GIVEN TASK:
Reproduce the data word for word, beginning with the line that contains "Each instance of the red fabric" and continuing through the final line of the data.

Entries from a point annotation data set
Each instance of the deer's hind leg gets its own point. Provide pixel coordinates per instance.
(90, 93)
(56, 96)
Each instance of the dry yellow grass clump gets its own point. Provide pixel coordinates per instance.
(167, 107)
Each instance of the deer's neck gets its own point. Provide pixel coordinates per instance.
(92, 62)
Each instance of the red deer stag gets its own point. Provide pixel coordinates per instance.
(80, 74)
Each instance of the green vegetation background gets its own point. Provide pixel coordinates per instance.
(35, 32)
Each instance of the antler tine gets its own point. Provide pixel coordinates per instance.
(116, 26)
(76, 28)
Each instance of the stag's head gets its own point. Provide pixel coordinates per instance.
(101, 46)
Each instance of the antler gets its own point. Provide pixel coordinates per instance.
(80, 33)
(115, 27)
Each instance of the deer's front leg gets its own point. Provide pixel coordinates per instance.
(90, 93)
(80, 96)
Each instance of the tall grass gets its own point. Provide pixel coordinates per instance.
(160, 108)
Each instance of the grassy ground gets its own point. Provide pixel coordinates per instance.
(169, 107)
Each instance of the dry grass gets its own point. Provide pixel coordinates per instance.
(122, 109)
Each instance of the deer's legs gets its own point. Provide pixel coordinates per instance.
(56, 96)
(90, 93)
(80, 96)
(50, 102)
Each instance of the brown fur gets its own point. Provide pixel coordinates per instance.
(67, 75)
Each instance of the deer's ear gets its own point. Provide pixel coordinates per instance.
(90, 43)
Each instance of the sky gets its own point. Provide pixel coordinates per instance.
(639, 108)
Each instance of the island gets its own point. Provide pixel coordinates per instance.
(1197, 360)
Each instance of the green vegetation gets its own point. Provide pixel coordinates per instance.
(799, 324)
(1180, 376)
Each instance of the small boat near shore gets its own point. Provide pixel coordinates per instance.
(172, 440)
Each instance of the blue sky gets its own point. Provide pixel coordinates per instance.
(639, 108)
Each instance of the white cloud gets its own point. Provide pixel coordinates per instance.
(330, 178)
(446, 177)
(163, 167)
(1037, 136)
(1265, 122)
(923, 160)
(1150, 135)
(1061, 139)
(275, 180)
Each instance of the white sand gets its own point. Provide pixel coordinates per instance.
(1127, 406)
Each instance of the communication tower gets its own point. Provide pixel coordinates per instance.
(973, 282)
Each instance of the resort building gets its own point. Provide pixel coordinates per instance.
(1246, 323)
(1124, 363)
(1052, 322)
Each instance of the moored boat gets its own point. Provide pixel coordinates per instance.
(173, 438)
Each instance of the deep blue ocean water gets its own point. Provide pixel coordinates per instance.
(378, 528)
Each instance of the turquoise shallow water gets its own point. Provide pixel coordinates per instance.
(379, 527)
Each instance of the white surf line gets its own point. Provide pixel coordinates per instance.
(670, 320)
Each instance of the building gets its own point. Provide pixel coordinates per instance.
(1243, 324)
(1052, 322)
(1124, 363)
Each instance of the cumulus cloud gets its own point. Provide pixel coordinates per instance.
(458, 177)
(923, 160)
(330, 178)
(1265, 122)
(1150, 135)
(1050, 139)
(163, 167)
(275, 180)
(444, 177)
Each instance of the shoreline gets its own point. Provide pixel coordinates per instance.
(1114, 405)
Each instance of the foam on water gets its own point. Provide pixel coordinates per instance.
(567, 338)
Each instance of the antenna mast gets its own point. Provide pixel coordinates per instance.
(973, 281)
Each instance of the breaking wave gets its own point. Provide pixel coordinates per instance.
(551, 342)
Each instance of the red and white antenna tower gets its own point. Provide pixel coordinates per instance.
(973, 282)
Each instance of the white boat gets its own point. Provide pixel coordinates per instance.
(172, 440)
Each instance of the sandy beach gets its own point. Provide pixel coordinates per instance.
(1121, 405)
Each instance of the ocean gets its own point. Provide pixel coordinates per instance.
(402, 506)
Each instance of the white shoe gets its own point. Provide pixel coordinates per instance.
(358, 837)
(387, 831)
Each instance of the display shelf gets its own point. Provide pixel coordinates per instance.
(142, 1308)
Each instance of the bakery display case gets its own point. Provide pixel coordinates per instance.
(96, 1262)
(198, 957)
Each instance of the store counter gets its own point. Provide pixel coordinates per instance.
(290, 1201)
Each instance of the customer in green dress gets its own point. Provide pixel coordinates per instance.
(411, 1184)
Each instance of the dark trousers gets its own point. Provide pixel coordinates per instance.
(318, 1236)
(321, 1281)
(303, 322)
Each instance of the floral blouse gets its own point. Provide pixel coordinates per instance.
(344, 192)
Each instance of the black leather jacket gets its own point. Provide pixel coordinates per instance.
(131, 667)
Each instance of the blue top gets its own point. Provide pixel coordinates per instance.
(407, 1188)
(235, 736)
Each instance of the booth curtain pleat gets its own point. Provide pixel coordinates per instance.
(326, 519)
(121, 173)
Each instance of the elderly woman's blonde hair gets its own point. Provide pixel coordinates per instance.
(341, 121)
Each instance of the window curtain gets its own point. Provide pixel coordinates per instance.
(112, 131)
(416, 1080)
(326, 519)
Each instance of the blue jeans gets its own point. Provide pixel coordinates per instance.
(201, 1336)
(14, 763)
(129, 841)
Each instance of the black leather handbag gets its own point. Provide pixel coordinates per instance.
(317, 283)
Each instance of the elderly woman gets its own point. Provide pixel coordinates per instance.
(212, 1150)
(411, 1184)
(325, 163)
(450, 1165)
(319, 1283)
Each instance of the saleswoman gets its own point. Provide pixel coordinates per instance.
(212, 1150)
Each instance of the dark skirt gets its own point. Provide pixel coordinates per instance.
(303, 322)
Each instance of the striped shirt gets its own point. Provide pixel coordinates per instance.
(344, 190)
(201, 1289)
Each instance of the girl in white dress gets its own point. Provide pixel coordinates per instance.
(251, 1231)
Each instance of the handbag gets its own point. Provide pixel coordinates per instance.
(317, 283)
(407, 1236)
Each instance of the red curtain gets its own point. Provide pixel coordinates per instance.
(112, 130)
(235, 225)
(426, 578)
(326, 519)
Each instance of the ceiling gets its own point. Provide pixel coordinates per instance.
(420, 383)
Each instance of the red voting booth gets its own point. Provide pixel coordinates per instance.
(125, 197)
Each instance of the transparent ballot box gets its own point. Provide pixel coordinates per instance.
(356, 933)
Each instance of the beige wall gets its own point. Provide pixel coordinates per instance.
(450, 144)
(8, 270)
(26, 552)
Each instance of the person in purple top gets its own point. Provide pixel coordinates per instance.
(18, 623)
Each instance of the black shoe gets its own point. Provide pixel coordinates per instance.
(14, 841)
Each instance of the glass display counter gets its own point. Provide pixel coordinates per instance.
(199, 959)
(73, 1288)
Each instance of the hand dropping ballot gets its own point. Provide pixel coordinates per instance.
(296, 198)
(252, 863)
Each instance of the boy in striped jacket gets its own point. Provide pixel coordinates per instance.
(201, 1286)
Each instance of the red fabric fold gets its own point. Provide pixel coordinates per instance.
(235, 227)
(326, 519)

OUTPUT BELOW:
Each instance of the red fabric fold gets its own point. Provide pixel coordinates per instance.
(235, 227)
(326, 519)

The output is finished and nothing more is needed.